Jean Vilar, la langue, la poésie Entretien avec Olivier Bara
OLIVIER BARA: La poésie, dans la culture et dans la pratique de Jean Vilar, est d'abord associée au nom de Victor Hugo, l'auteur de Ruy Blas, le Hugo du drame en vers, mais aussi le poète des Contemplations ou de La Légende des siècles, ou encore des Feuilles d'automne, des Orientales, des Chants du crépuscule, des Voix intérieures, «c'est-à-dire quelques-uns des plus beaux poèmes de la littérature française». Victor Hugo occupe-t-il encore pareille place dans le panthéon théâtral et poétique du T.N.P. d'aujourd'hui?
□ □ □
EXERCICE: Recopiez intégralement l'entretien sur Jean Vilar et la poésie, sans rien y modifier.
□ □ □
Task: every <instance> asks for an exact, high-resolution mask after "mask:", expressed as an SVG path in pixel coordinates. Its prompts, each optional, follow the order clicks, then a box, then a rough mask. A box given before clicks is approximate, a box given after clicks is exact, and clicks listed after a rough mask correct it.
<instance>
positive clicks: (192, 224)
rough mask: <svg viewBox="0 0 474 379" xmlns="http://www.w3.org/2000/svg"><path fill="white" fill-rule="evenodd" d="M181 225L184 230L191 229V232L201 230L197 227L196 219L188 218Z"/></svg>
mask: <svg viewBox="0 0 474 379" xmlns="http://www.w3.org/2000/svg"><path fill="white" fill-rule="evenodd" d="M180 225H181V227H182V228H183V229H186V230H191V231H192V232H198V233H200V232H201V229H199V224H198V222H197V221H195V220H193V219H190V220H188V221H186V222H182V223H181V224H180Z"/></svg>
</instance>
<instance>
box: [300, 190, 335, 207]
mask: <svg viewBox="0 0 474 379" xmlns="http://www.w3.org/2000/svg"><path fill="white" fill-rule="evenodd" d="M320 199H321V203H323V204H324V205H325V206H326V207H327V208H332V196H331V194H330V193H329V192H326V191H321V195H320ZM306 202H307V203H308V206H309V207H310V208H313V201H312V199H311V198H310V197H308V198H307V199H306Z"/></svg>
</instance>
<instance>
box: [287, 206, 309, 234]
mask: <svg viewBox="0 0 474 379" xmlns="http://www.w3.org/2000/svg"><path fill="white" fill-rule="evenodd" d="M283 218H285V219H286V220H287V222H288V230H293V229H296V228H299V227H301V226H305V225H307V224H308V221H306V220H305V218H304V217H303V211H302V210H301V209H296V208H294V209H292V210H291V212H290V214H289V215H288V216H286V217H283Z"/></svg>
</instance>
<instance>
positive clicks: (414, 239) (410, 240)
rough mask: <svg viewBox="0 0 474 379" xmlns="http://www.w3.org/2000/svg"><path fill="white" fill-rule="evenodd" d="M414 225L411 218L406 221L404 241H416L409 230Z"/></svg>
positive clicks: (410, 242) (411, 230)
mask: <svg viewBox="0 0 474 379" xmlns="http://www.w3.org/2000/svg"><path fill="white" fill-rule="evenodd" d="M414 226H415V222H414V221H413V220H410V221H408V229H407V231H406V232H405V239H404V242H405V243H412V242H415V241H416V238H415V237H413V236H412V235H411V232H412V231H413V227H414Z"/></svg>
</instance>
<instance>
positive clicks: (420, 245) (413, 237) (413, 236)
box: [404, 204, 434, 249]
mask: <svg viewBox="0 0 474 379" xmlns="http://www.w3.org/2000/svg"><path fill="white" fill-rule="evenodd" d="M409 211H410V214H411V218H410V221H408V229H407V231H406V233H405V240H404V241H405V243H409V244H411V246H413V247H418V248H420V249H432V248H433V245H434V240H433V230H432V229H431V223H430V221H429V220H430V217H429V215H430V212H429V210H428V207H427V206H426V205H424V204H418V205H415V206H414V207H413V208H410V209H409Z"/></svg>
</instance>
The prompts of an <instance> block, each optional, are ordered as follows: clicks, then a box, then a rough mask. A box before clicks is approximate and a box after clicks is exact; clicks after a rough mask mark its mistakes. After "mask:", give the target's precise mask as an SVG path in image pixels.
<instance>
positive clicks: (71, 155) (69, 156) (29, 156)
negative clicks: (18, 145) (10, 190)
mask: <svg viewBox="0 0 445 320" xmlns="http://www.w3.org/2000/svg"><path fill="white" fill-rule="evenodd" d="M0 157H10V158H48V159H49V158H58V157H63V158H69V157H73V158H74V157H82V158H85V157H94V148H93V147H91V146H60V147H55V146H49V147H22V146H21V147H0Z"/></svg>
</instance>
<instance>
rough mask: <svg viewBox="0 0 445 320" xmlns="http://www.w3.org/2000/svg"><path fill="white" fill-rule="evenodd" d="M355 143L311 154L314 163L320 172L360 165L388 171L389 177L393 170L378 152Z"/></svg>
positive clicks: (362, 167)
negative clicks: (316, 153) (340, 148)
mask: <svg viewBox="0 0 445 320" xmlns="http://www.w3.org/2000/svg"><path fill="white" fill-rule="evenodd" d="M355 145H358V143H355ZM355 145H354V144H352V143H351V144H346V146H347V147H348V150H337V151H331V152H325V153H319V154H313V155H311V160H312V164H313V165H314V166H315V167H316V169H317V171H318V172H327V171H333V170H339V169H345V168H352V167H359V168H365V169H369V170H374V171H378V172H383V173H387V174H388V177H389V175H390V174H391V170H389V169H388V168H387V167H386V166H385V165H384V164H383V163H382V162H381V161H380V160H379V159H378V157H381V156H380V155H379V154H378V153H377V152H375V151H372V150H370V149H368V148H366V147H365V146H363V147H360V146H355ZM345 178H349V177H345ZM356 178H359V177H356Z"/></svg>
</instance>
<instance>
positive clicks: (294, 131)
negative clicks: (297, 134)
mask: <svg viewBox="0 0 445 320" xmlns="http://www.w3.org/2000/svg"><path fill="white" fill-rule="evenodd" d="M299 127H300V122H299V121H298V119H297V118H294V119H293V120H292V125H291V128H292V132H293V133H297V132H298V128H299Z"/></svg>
□ □ □
RÉPONSE PROPOSÉE:
Jean Vilar, la langue, la poésie Entretien avec Olivier Bara
OLIVIER BARA: La poésie, dans la culture et dans la pratique de Jean Vilar, est d'abord associée au nom de Victor Hugo, l'auteur de Ruy Blas, le Hugo du drame en vers, mais aussi le poète des Contemplations ou de La Légende des siècles, ou encore des Feuilles d'automne, des Orientales, des Chants du crépuscule, des Voix intérieures, «c'est-à-dire quelques-uns des plus beaux poèmes de la littérature française». Victor Hugo occupe-t-il encore pareille place dans le panthéon théâtral et poétique du T.N.P. d'aujourd'hui?